● **Artikel**:
□ □ □ □ □

Am 10. Dezember 1998 reichte Nationalrat Andrea Hämmerle eine Parlamentarische Initiative ein, welche verlangt, dass Post, SBB und Swisscom gesetzlich verpflichtet werden, ihre Arbeits- und Ausbildungsplätze flächendeckend in der ganzen Schweiz anzubieten. Der Nationalrat gab der Parlamentarischen Initiative Hämmerle am 27. September 1999 Folge. Mit Datum vom 14. November 2000 hat die Kommission für Verkehr und Fernmeldewesen dem Nationalrat einen Bericht über diese Initiative unterbreitet. Gleichzeitig hat die Kommission den Bundesrat zur Stellungnahme eingeladen.

Die Kommission schlägt im Wesentlichen vor, durch Änderungen des Postorganisationsgesetzes, des Telekommunikationsunternehmungsgesetzes sowie des SBBGesetzes die drei Unternehmen Post, Swisscom AG und SBB AG gesetzlich zu verpflichten, in der ganzen Schweiz Arbeits- und Ausbildungsplätze anzubieten, einen Abbau von Arbeits- und Ausbildungsplätzen nicht regional einseitig vorzunehmen und neue Arbeits- und Ausbildungsplätze regional ausgeglichen anzubieten.

□ □ □ □ □

● **Datensatzzeilen**:
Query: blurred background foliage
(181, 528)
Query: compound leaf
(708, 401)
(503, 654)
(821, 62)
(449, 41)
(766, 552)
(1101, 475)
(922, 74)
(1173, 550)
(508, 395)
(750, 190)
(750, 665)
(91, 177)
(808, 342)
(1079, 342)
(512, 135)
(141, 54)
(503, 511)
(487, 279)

□ □ □ □ □

● **Übungen**:
**1.** Beantworte anhand des Artikels:
(a) An welchem Tag reichte Andrea Hämmerle die Parlamentarische Initiative ein?
(b) Wann gab der Nationalrat der Initiative Folge?
(c) Wen lud die Kommission zur Stellungnahme ein?
**2.** Gib den Abschnitt des Artikels von „Am 10. Dezember“ bis einschließlich „zur Stellungnahme eingeladen.“ wortgetreu wieder.

● **Lösungen**:
**1.**
(a) Am 10. Dezember 1998.
(b) Am 27. September 1999.
(c) Den Bundesrat.

**2.**
Am 10. Dezember 1998 reichte Nationalrat Andrea Hämmerle eine Parlamentarische Initiative ein, welche verlangt, dass Post, SBB und Swisscom gesetzlich verpflichtet werden, ihre Arbeits- und Ausbildungsplätze flächendeckend in der ganzen Schweiz anzubieten. Der Nationalrat gab der Parlamentarischen Initiative Hämmerle am 27. September 1999 Folge. Mit Datum vom 14. November 2000 hat die Kommission für Verkehr und Fernmeldewesen dem Nationalrat einen Bericht über diese Initiative unterbreitet. Gleichzeitig hat die Kommission den Bundesrat zur Stellungnahme eingeladen.